**Supplied entries:**

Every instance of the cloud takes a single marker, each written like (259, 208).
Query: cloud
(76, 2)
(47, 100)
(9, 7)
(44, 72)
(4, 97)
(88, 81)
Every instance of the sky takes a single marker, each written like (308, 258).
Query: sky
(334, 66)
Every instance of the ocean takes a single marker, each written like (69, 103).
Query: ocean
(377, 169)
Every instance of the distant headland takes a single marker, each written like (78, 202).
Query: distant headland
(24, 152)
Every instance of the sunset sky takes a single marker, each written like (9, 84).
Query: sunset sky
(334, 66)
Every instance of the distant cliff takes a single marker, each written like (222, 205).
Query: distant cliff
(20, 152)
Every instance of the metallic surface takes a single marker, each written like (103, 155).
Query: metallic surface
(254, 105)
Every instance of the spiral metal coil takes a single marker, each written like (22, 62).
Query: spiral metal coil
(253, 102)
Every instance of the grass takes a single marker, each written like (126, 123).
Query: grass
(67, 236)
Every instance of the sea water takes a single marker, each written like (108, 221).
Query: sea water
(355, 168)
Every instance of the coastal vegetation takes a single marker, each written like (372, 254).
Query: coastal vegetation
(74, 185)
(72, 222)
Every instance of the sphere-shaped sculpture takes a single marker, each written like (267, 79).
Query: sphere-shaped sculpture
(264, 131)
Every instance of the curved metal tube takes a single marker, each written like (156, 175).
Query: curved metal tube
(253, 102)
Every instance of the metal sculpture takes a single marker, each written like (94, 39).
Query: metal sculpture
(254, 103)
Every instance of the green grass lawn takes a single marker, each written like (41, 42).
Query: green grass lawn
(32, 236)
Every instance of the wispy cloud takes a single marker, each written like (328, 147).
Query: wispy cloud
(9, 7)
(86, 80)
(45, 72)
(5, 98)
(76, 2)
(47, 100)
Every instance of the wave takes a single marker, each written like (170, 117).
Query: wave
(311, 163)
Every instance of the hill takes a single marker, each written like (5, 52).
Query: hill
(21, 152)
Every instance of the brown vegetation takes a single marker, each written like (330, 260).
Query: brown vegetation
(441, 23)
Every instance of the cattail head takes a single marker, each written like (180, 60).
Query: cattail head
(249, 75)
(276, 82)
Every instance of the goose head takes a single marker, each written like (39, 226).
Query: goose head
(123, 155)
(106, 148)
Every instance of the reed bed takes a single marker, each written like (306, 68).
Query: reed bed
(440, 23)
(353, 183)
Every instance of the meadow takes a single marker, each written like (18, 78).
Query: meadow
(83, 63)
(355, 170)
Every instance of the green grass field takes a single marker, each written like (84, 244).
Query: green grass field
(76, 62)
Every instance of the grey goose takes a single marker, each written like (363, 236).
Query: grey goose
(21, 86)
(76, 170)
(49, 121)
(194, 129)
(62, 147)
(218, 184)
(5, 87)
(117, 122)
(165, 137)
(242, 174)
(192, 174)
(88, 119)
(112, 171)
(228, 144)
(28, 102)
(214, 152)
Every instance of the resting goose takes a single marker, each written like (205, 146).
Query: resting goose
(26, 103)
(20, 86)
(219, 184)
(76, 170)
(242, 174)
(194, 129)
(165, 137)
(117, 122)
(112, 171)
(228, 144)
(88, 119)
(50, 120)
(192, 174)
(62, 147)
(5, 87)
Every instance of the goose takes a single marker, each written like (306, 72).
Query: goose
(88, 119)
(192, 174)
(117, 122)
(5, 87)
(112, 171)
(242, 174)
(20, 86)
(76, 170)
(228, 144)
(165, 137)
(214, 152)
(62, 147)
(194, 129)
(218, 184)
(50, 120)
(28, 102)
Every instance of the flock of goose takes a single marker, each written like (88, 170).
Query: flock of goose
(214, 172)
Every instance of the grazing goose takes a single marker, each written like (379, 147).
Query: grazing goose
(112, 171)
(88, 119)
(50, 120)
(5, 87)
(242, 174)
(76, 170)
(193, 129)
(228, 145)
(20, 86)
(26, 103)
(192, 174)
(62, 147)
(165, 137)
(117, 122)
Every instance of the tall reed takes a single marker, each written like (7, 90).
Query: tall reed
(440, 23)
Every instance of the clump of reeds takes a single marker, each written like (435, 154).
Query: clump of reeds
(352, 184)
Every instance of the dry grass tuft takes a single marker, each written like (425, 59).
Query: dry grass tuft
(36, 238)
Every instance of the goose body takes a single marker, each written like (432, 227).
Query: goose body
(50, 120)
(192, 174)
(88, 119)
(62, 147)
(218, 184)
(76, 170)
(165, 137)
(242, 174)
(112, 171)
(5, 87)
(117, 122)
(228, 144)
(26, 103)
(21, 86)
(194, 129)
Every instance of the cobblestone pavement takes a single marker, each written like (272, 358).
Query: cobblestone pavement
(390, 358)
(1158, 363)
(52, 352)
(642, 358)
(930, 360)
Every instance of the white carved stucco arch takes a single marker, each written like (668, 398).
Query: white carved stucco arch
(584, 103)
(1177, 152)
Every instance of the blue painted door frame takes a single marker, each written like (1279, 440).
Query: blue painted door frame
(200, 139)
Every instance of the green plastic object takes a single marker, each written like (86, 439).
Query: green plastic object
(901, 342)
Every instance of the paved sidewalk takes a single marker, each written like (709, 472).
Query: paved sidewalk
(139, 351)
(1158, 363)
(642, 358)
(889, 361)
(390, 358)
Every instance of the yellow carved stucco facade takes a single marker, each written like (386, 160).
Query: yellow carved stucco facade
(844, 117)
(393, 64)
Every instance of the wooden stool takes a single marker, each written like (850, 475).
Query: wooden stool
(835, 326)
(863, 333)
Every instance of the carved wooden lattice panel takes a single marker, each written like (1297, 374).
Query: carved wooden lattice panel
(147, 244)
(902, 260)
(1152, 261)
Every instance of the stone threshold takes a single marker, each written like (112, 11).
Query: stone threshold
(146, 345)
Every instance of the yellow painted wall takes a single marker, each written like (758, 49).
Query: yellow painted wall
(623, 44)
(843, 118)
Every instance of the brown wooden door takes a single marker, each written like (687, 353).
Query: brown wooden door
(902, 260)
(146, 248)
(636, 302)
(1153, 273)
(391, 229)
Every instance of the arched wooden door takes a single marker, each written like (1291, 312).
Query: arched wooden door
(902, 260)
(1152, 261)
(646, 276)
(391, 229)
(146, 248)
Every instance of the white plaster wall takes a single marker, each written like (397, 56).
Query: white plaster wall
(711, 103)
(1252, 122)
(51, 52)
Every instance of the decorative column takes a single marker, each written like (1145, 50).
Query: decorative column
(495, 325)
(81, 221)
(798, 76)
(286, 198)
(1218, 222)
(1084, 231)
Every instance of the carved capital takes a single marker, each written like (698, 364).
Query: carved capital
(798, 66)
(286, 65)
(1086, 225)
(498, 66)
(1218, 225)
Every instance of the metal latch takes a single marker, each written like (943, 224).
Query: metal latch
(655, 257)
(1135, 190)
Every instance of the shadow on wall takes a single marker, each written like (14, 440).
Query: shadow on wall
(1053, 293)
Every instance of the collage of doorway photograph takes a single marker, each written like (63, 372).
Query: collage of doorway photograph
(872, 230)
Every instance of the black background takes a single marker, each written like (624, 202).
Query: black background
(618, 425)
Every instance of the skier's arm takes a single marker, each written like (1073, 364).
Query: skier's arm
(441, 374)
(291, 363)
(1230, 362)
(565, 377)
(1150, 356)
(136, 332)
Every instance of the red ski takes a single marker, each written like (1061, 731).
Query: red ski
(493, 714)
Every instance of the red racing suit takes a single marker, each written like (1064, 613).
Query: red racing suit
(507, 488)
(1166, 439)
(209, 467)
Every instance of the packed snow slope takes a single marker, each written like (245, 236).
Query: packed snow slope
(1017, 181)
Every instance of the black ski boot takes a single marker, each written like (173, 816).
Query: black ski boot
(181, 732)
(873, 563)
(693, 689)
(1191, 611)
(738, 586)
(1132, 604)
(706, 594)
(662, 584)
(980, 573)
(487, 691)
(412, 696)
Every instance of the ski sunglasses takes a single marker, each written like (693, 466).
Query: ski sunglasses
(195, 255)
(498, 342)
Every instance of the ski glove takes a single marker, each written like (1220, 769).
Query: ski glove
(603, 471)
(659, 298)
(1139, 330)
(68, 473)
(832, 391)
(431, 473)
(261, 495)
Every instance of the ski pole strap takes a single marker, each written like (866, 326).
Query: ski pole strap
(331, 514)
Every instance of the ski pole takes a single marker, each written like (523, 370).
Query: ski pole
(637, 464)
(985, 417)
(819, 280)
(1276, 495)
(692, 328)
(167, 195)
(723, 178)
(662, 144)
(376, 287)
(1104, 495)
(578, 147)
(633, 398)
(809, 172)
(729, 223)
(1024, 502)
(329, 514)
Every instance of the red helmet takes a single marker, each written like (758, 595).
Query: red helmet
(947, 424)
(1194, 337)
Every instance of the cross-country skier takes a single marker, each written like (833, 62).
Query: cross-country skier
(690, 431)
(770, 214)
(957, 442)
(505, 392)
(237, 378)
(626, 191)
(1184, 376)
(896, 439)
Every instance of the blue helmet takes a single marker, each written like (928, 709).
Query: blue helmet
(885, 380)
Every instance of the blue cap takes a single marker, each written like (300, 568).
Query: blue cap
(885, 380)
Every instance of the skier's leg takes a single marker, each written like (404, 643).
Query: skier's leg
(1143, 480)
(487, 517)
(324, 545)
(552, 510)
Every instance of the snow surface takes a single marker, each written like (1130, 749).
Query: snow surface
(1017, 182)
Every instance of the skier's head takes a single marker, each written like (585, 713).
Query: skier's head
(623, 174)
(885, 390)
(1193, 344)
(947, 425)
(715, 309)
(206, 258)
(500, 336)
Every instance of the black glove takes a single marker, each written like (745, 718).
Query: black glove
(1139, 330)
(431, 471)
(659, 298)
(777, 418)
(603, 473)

**Task statement:**
Return precisely the lines of the records, starting with the line that holds "Every instance of the ski pole takes" and ending with the last one.

**Exercise solution:**
Every instance of the ski pole takes a single marker, each written like (523, 370).
Query: ski pole
(637, 464)
(985, 417)
(819, 280)
(1276, 495)
(692, 328)
(167, 195)
(723, 178)
(662, 144)
(376, 287)
(1104, 495)
(578, 147)
(633, 398)
(809, 172)
(729, 223)
(1024, 502)
(329, 514)
Every instance of the red helmet takes a single marker, each written like (758, 595).
Query: red helmet
(947, 424)
(1194, 337)
Every instance of the cross-country skier takes a single marker, each written like (833, 62).
Query: cross-country skier
(690, 431)
(770, 214)
(957, 442)
(505, 392)
(237, 378)
(626, 191)
(1184, 376)
(896, 439)
Every instance of the blue helmet takes a single marker, each written like (928, 709).
Query: blue helmet
(885, 380)
Every instance of the blue cap takes a single marker, each written like (300, 568).
Query: blue cap
(885, 380)
Every instance of the skier's leg takes a single marker, each written like (404, 643).
Query: skier's leg
(1143, 480)
(487, 517)
(324, 545)
(552, 510)
Every instance of the snow surface takes a single marker, each written like (1130, 749).
Query: snow surface
(1017, 182)
Every instance of the skier's head takes a single marker, each written like (585, 713).
Query: skier's head
(623, 174)
(885, 390)
(1193, 344)
(947, 425)
(715, 309)
(206, 258)
(500, 336)
Every instance of the black glove takes a single marker, each written like (745, 718).
Query: black glove
(1139, 330)
(431, 471)
(659, 298)
(777, 418)
(603, 473)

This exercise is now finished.